Stated problem:
Present the following entries again, word for word and in full.

Shape boundary entries:
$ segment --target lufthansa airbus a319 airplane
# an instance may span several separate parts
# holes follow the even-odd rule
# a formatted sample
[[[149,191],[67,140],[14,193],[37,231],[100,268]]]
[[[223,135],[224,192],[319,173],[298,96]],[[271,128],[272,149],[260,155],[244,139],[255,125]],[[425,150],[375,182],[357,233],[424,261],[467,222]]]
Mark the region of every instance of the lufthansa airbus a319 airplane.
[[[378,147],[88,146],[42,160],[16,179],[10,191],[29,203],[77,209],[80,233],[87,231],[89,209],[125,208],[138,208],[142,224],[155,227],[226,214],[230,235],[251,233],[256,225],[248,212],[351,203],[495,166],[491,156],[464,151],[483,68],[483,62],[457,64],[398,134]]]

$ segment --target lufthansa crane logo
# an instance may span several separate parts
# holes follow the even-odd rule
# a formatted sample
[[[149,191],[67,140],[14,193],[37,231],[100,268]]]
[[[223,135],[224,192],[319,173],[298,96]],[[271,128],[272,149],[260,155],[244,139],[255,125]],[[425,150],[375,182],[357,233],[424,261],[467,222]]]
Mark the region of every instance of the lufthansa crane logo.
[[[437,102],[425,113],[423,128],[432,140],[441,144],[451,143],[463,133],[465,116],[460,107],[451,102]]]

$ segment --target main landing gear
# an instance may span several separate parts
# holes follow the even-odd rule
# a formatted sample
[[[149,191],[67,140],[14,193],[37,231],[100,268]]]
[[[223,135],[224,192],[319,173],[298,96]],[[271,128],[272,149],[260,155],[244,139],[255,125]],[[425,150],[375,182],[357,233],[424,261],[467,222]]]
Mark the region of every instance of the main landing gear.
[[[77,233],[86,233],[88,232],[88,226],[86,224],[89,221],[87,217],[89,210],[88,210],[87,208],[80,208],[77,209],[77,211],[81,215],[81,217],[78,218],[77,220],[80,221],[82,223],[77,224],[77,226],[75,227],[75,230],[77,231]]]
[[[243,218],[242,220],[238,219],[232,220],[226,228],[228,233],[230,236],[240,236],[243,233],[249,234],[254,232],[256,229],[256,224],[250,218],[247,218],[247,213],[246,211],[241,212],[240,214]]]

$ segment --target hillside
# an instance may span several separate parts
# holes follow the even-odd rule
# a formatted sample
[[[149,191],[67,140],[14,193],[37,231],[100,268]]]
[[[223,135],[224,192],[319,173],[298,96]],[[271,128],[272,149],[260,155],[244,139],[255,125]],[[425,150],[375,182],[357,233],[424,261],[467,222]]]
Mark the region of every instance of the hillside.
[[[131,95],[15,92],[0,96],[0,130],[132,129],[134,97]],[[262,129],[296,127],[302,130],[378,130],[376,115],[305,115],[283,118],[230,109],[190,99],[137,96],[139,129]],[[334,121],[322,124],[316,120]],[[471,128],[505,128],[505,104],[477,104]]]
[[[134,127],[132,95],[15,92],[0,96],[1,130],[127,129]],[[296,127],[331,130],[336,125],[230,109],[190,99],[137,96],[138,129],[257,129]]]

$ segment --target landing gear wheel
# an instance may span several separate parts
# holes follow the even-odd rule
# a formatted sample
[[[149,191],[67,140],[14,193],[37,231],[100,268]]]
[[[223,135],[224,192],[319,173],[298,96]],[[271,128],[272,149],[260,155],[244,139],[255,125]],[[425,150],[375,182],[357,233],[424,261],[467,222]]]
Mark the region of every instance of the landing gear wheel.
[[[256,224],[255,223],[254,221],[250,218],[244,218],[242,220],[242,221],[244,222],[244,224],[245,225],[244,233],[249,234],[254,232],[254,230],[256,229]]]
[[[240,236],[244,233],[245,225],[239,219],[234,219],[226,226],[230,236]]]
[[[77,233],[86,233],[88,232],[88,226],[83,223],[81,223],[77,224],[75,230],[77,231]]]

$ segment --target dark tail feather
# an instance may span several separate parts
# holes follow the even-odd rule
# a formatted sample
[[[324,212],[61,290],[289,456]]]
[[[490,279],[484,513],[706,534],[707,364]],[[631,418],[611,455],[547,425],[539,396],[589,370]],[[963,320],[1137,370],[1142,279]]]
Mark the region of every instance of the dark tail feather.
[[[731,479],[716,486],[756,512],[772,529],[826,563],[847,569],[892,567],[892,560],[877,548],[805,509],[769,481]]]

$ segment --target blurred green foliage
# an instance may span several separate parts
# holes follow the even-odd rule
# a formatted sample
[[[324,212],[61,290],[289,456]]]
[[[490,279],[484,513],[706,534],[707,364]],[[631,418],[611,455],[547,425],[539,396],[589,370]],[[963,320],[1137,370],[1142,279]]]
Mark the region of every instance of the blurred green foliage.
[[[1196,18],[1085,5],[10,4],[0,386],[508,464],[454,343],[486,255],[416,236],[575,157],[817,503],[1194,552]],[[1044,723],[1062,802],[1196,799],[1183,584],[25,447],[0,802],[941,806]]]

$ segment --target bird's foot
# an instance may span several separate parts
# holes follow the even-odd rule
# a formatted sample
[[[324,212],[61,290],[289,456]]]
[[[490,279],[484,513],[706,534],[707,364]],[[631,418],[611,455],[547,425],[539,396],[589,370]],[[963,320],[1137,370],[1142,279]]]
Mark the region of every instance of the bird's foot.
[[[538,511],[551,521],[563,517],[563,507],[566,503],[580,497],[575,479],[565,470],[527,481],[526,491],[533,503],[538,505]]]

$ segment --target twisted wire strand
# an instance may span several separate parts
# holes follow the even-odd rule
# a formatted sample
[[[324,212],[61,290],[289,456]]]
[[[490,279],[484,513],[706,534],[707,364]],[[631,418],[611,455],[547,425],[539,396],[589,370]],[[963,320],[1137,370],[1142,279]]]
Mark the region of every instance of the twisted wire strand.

Task response:
$ segment --target lufthansa airbus a319 airplane
# an instance may span several separate parts
# holes follow the even-odd rule
# a formatted sample
[[[149,191],[67,140],[14,193],[37,231],[100,268]]]
[[[223,135],[224,192],[319,173],[298,96]],[[271,128],[272,149],[260,155],[244,139],[255,125]],[[425,150],[375,182],[357,233],[424,261],[467,222]]]
Mark the region of every instance of the lufthansa airbus a319 airplane.
[[[378,147],[88,146],[42,160],[16,179],[10,191],[29,203],[77,209],[80,233],[87,231],[89,209],[125,208],[138,208],[142,224],[155,227],[226,214],[230,235],[251,233],[256,225],[248,212],[351,203],[495,166],[491,156],[464,151],[483,68],[483,62],[457,64],[398,134]]]

$ segment --target lufthansa crane logo
# an instance may span several separate parts
# holes follow the even-odd rule
# a formatted sample
[[[149,191],[67,140],[14,193],[37,231],[100,268]]]
[[[223,135],[224,192],[319,173],[298,96]],[[271,128],[272,149],[260,155],[244,139],[255,125]],[[425,150],[375,182],[357,233],[424,261],[467,222]]]
Mark the region of every instance of the lufthansa crane logo.
[[[437,102],[425,113],[423,128],[432,140],[441,144],[451,143],[463,133],[465,116],[460,107],[451,102]]]

$ segment --target main landing gear
# an instance may span several separate parts
# holes follow the even-odd rule
# a formatted sample
[[[149,191],[67,140],[14,193],[37,231],[100,268]]]
[[[223,135],[224,192],[319,173],[298,96]],[[271,128],[272,149],[260,155],[244,139],[255,125]],[[425,150],[375,182],[357,233],[424,261],[467,222]]]
Mark the region of every instance of the main landing gear.
[[[77,233],[86,233],[88,232],[88,226],[86,224],[89,221],[87,217],[89,210],[88,210],[87,208],[80,208],[77,209],[77,211],[81,215],[81,217],[78,218],[77,220],[80,221],[82,223],[77,224],[77,226],[75,227],[75,230],[77,231]]]
[[[243,218],[242,220],[238,219],[232,220],[226,228],[228,233],[230,236],[240,236],[243,233],[249,234],[254,232],[256,229],[256,224],[250,218],[247,218],[247,213],[246,211],[241,212],[240,214]]]

$ segment --target hillside
# an instance may span several separate parts
# holes follow the even-odd rule
# a formatted sample
[[[149,191],[67,140],[14,193],[37,231],[100,268]]]
[[[223,135],[224,192],[319,173],[298,96]],[[271,128],[272,149],[260,155],[244,139],[255,125]],[[425,150],[375,182],[357,233],[424,261],[467,222]]]
Mark the region of every instance of the hillside.
[[[131,95],[15,92],[0,96],[0,130],[132,129],[134,97]],[[262,129],[296,127],[302,130],[378,130],[376,115],[305,115],[283,118],[230,109],[190,99],[137,96],[139,129]],[[334,121],[322,124],[316,120]],[[471,128],[505,128],[505,104],[477,104]]]
[[[134,127],[132,95],[15,92],[0,96],[1,130],[127,129]],[[296,127],[331,130],[336,125],[230,109],[190,99],[137,96],[138,129],[257,129]]]

$ segment --target landing gear wheel
# an instance may span several separate parts
# holes follow the even-odd rule
# a formatted sample
[[[149,191],[67,140],[14,193],[37,231],[100,268]]]
[[[223,135],[224,192],[319,173],[298,96]],[[271,128],[272,149],[260,155],[244,139],[255,125]],[[425,150],[375,182],[357,233],[424,261],[467,222]]]
Mark the region of every instance of the landing gear wheel.
[[[256,224],[255,223],[254,221],[250,218],[244,218],[242,220],[242,221],[244,222],[244,224],[245,225],[244,233],[249,234],[254,232],[254,230],[256,229]]]
[[[240,236],[244,233],[245,225],[239,219],[234,219],[226,226],[230,236]]]
[[[77,233],[86,233],[88,232],[88,226],[83,223],[81,223],[77,224],[75,230],[77,231]]]

$ segment --target dark tail feather
# an instance may span several separate parts
# holes follow the even-odd rule
# a formatted sample
[[[324,212],[61,290],[289,456]]]
[[[490,279],[484,513],[706,534],[707,364]],[[631,418],[611,455],[547,425],[539,396],[589,370]],[[963,320],[1137,370],[1142,279]]]
Mark the region of every instance of the dark tail feather.
[[[731,479],[716,486],[756,512],[772,529],[826,563],[847,569],[892,567],[892,560],[877,548],[805,509],[769,481]]]

$ segment --target blurred green foliage
# an instance may span several separate parts
# holes follow the even-odd rule
# a formatted sample
[[[324,212],[61,290],[289,456]]]
[[[490,279],[484,513],[706,534],[707,364]],[[631,418],[611,455],[547,425],[539,396],[589,370]],[[963,320],[1137,370],[1142,279]]]
Mark the region of every instance of the blurred green foliage.
[[[1196,18],[1085,5],[10,4],[0,386],[508,464],[454,343],[486,255],[416,236],[575,157],[817,503],[1194,552]],[[1044,723],[1062,802],[1196,799],[1183,584],[25,447],[0,802],[941,806]]]

$ segment --target bird's foot
# an instance may span several separate parts
# holes follow the even-odd rule
# a formatted sample
[[[324,212],[61,290],[289,456]]]
[[[490,279],[484,513],[706,534],[707,364]],[[631,418],[611,455],[547,425],[539,396],[589,370]],[[963,320],[1137,370],[1142,279]]]
Mark the region of every instance of the bird's foot.
[[[538,511],[551,521],[563,517],[563,507],[566,503],[580,497],[575,479],[565,470],[527,481],[526,491],[533,503],[538,505]]]

$ segment --target twisted wire strand
# an instance may span several separate parts
# holes follow the even-odd rule
# a formatted sample
[[[324,212],[61,290],[289,456]]]
[[[490,279],[484,513],[706,534],[707,364]],[[631,418],[611,455],[547,425],[539,396],[589,370]],[[963,320],[1137,370],[1142,279]]]
Mark the region of every instance of the twisted wire strand.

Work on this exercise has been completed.